Exercise task: Can you find every line in the rows below that contains the word "water" and copy each one out in full?

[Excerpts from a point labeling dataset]
%%

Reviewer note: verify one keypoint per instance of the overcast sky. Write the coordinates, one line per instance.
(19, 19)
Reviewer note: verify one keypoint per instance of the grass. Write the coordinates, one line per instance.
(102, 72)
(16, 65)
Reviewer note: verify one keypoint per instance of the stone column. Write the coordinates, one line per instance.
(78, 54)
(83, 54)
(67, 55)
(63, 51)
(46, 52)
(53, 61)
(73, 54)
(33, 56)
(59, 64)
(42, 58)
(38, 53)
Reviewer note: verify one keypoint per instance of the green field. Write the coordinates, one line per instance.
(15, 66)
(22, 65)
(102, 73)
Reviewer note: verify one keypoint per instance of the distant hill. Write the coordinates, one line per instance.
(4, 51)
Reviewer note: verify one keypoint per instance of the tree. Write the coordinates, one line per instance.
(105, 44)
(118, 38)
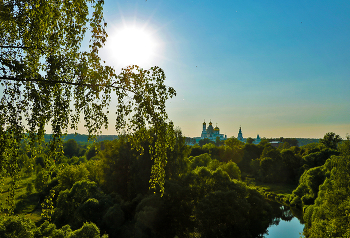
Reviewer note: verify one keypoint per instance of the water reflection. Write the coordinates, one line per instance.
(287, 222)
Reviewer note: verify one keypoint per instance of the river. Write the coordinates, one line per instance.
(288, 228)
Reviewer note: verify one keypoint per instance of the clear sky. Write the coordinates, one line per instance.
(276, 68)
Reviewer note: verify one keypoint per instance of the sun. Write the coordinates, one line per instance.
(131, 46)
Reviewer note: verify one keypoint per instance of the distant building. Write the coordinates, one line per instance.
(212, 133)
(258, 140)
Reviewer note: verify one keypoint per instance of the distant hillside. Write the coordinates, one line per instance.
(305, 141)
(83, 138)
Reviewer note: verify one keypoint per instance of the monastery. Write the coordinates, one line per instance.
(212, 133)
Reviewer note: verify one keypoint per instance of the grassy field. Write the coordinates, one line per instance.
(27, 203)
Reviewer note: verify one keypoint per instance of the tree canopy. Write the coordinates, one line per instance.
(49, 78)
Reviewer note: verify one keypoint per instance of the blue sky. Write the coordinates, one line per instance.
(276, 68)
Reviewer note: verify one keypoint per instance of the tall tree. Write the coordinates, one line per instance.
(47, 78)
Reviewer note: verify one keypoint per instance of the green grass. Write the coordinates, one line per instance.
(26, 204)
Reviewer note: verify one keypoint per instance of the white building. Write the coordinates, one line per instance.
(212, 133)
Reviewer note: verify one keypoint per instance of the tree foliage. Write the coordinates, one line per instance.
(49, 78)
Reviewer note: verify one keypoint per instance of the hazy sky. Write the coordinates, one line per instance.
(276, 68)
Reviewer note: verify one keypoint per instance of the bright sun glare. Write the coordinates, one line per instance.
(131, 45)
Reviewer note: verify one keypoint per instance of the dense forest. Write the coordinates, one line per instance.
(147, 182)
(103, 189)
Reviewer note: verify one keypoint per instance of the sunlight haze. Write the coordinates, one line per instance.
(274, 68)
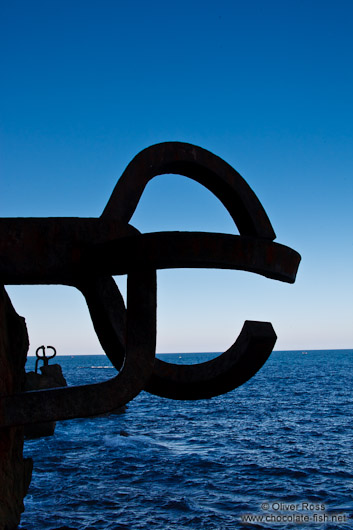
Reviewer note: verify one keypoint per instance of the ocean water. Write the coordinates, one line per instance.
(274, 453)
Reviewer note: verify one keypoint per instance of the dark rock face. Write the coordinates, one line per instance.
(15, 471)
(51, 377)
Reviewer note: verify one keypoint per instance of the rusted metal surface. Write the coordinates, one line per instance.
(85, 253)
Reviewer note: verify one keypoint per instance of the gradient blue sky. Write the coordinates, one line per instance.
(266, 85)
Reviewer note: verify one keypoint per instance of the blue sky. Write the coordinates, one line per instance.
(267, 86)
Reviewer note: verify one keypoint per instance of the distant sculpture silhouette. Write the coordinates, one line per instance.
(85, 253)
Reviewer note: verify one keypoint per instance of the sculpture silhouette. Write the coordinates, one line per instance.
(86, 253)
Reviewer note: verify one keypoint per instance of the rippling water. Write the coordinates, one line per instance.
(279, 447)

%%
%%

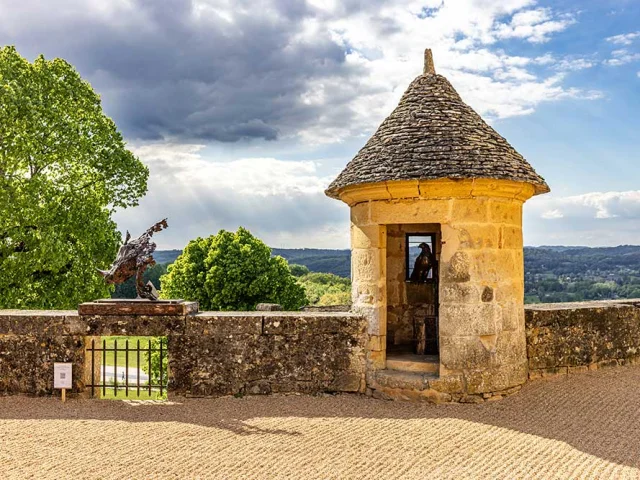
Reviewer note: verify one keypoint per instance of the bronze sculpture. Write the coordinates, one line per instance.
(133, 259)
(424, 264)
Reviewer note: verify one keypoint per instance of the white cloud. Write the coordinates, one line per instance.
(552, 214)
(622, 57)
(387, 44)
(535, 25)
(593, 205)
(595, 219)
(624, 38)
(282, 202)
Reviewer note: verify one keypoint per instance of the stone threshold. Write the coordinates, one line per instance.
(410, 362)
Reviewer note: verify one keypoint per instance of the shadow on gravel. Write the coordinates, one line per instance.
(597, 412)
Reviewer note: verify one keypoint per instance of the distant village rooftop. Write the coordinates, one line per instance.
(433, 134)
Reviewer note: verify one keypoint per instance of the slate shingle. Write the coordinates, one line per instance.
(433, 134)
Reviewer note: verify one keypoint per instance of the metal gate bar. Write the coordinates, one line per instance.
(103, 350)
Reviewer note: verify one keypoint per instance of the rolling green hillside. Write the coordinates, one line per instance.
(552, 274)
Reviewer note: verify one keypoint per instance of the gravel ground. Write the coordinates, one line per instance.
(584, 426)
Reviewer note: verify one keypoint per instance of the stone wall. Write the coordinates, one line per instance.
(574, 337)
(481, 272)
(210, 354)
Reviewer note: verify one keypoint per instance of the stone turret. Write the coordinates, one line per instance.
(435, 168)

%%

Full answer:
Reviewer note: verify one keypoint per instance of the water reflection. Write the coordinates, one line per instance.
Reviewer note: verify one keypoint per instance of the ocean water. Write the coordinates, one line per instance.
Reviewer note: verify one keypoint per instance of the rippling water. Write the coordinates, one line per instance.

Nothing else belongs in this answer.